• Material for this task
((

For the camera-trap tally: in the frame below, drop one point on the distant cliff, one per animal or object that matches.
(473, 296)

))
((

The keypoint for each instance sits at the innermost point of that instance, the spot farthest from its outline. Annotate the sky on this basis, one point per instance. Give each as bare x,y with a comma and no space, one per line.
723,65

))
((

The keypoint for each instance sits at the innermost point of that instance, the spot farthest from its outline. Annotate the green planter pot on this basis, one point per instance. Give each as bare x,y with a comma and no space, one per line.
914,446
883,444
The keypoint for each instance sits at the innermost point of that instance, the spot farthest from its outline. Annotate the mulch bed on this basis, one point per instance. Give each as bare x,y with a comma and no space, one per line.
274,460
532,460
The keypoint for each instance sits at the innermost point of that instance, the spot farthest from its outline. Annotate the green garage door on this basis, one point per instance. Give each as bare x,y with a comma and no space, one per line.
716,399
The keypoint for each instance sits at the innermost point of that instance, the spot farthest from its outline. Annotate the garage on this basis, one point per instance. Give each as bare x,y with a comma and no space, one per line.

))

• Exercise requirements
Please reproduce every line of the data starting at the line that contains "the green planter" and ending at the line that contains "Annotate the garage", shifting each answer coordinate by adding 43 to it.

• Full solution
The keypoint for each instance sits at the innermost point of that instance, the spot farthest from its outline. Annotate the green planter pot on this basis, one point per instance. Give each as bare x,y with a comma and no space, one per line.
957,489
926,487
The keypoint for each instance sits at the innermost point of that instance, the spot farthest from its outline. Annotate the mulch bed on this basis, one point per instance. Give each as bare x,y with a comma and no space, one per line.
317,503
575,503
The keypoint for each instance sits at the innermost point of that instance, the spot farthest from its outline. Annotate the green garage door on this basis, one point per instance. Give each as bare x,y with a comma and no space, one per line.
759,442
The keypoint for each instance sits at the innermost point of that instance, the spot farthest from its outline. Annotate the garage on this basis, one point per instance. Give each as bare x,y with a comma and no space, one per line.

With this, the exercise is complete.